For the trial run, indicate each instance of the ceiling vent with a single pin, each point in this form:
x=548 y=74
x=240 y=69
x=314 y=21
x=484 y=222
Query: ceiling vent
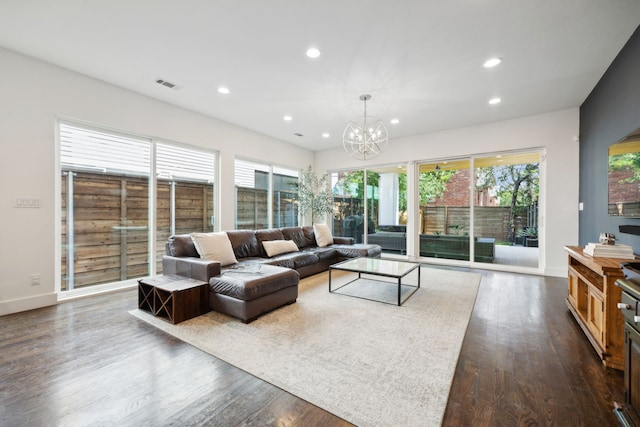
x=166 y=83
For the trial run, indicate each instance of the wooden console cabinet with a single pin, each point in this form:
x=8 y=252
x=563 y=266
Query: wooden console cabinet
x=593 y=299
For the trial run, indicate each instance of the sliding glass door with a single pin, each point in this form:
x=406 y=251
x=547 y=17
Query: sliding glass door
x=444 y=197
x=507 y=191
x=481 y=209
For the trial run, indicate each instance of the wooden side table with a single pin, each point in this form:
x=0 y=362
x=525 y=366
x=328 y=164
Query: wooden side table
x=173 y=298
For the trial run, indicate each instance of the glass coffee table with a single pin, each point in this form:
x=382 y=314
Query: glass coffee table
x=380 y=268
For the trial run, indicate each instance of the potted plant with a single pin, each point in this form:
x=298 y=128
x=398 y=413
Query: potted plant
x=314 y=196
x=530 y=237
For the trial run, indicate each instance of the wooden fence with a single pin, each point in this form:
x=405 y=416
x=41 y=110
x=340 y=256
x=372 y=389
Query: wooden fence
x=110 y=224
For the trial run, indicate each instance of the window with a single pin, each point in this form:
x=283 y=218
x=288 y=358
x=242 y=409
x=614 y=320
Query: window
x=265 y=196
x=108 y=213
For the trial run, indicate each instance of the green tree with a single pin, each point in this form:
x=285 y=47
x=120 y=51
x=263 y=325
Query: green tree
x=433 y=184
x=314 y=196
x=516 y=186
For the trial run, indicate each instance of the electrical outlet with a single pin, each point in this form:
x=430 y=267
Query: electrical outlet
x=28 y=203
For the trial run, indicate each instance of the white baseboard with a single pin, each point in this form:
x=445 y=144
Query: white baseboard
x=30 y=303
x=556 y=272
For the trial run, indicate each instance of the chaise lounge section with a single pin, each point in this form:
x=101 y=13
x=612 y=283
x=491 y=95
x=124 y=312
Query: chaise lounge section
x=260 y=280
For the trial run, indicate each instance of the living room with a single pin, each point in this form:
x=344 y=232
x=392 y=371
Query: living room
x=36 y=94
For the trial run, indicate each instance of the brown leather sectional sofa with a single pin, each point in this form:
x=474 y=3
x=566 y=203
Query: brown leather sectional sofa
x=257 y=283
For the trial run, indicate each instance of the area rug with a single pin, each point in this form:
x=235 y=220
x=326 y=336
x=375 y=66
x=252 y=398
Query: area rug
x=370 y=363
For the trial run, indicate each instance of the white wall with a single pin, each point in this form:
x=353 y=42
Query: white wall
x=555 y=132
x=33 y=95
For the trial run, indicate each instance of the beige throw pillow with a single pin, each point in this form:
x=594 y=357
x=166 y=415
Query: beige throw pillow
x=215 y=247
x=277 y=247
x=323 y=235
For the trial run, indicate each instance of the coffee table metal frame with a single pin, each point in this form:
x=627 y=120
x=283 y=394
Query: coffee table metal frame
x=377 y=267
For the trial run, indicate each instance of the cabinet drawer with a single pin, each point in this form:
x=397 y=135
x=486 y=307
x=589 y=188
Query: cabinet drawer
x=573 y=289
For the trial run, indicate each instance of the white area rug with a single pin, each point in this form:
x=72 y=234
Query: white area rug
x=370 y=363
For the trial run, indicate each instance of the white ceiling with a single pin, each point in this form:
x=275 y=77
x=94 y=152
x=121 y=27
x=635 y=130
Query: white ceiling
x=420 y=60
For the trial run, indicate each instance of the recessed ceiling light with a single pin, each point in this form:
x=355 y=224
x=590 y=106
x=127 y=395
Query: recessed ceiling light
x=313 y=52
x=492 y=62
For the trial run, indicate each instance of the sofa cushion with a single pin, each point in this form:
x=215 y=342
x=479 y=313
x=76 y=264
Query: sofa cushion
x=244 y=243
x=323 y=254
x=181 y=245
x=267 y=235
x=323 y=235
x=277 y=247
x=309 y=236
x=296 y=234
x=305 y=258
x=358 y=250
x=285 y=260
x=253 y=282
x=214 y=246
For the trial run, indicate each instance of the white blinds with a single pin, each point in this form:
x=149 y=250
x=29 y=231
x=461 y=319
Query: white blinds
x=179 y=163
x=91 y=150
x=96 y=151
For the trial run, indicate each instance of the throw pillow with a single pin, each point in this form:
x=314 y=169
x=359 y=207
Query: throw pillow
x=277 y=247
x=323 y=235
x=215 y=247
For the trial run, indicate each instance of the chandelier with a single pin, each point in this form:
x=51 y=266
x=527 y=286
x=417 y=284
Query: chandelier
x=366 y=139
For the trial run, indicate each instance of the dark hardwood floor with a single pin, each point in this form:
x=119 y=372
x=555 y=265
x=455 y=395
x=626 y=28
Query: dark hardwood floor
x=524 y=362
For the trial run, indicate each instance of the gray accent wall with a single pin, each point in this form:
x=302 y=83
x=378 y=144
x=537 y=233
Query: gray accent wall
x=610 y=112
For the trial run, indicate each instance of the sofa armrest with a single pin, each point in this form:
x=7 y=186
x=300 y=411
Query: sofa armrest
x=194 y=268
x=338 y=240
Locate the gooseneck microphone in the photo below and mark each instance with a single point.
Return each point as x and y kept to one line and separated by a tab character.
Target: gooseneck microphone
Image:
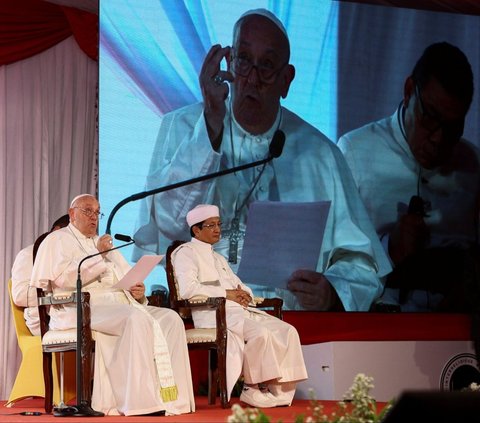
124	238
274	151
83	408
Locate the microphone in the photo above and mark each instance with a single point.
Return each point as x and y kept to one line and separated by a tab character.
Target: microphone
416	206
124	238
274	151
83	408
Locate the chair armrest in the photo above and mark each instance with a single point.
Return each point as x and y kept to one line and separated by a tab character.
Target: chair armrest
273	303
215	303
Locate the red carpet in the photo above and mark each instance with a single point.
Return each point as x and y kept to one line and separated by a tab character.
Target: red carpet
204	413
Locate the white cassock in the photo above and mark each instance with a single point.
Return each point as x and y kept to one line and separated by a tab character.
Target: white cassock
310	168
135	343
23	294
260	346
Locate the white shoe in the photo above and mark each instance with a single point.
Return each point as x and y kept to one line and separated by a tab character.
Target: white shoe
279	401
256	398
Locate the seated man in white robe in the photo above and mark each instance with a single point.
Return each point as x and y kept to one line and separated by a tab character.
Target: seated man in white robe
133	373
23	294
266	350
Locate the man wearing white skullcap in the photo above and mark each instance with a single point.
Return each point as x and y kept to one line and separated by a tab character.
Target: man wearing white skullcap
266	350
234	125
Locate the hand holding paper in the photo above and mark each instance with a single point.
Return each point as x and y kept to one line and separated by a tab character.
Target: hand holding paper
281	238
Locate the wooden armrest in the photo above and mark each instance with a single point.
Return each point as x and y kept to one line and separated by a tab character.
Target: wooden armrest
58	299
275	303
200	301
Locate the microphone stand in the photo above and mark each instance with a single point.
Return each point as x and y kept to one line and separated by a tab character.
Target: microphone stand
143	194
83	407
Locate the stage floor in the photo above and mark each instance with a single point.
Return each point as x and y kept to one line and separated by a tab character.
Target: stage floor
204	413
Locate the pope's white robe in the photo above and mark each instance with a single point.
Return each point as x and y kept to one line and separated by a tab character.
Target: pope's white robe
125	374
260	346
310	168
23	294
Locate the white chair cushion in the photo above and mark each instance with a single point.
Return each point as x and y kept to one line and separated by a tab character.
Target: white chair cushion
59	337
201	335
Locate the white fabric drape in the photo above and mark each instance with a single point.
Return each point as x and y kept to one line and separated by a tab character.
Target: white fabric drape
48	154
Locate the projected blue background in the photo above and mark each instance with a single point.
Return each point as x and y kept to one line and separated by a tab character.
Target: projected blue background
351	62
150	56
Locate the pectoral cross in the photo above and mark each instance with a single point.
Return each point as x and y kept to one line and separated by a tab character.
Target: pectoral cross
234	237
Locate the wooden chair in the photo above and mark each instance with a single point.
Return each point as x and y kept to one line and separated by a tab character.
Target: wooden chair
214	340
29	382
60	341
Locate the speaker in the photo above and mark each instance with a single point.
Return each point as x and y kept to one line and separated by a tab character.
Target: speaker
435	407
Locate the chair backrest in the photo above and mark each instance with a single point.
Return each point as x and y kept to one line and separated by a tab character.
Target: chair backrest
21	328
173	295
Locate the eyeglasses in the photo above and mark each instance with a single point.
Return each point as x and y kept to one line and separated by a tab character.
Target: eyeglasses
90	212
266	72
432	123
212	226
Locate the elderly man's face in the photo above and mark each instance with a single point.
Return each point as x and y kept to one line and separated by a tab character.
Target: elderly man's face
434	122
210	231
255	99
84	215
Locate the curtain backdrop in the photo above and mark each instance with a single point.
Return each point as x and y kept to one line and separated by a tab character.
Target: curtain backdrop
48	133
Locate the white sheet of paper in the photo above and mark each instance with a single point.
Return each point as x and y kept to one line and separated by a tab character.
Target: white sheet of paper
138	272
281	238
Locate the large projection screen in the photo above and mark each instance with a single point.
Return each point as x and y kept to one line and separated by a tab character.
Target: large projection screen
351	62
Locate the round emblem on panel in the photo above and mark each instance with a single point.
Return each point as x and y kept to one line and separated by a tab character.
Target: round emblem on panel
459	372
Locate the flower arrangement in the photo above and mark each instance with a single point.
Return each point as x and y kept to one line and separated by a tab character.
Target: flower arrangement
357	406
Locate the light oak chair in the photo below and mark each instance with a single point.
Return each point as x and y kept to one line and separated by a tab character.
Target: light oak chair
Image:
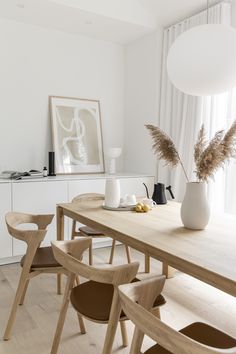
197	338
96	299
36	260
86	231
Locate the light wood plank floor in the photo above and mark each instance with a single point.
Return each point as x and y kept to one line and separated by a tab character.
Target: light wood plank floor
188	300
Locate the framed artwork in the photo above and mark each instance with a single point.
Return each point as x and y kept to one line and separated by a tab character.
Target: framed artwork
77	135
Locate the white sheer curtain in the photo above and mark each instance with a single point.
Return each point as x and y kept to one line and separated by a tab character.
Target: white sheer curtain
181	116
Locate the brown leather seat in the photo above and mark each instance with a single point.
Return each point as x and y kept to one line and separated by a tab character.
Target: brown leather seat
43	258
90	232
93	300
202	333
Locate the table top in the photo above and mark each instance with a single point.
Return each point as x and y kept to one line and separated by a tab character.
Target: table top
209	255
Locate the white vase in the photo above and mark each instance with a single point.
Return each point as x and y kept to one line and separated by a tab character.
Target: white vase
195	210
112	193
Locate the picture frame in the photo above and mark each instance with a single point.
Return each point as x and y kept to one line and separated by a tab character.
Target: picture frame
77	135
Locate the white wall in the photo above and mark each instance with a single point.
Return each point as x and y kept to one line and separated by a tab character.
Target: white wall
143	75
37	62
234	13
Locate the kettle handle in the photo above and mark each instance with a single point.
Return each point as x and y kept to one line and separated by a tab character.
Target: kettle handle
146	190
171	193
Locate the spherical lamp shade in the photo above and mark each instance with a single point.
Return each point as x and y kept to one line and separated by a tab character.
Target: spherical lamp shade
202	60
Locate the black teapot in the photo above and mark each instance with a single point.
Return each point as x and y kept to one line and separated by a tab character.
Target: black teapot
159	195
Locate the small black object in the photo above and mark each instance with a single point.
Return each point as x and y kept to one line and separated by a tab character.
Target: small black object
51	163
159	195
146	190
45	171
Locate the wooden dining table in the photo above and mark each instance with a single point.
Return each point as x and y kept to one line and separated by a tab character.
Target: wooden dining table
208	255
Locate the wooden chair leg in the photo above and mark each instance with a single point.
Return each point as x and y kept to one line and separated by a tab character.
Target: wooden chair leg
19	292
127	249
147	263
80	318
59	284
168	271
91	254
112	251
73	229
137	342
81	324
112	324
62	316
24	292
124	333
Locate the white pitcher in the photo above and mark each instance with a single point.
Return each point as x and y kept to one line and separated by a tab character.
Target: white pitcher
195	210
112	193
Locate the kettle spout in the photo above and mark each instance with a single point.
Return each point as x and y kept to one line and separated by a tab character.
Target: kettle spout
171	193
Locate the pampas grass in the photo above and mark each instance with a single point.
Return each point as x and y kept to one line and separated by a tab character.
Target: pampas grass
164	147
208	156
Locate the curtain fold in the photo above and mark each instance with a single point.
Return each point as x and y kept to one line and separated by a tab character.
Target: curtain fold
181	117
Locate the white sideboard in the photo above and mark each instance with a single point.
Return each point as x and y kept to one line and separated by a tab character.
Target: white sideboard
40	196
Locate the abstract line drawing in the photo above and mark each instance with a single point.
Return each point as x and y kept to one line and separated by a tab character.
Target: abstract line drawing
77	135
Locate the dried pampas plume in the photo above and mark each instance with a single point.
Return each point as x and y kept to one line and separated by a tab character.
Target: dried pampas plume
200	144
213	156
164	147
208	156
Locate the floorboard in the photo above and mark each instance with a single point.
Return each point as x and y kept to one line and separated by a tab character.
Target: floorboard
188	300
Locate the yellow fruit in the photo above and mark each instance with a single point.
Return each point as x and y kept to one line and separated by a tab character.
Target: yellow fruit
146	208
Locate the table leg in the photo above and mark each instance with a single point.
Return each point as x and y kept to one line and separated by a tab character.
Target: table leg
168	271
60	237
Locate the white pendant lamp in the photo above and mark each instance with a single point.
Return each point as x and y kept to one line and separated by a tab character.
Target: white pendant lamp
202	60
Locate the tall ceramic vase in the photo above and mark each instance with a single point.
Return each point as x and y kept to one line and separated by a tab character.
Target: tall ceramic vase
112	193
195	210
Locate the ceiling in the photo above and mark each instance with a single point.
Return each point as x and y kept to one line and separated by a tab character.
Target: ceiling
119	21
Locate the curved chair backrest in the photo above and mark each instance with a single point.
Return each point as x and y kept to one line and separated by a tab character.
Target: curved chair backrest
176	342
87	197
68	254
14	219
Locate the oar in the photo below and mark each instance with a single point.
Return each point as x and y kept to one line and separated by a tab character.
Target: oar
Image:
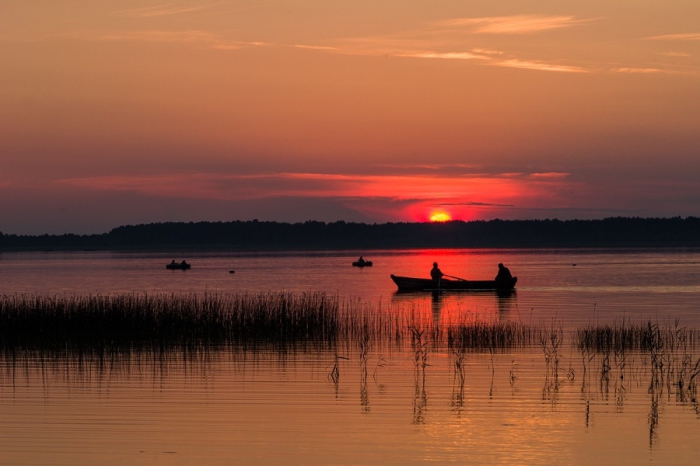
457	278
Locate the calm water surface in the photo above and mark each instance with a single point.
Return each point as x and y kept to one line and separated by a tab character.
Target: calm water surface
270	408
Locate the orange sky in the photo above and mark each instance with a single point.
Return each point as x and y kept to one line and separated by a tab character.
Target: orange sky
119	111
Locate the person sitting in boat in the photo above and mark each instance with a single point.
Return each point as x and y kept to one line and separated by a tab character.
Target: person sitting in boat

+---+

■ Stated exercise: Can you give the stretch from the start of the entries through the line containing "x=593 y=299" again, substituting "practice round" for "trial run" and leaving everything else unchanged? Leave the pictures out.

■ Completed exercise:
For the practice round, indicate each instance of the ceiling vent with a single pin, each point in this form:
x=548 y=74
x=240 y=69
x=314 y=21
x=484 y=222
Query: ceiling vent
x=166 y=83
For the practice round, indicate each instance of the wooden console cabinet with a single pin, each point in this form:
x=8 y=252
x=563 y=266
Query: wooden console cabinet
x=593 y=299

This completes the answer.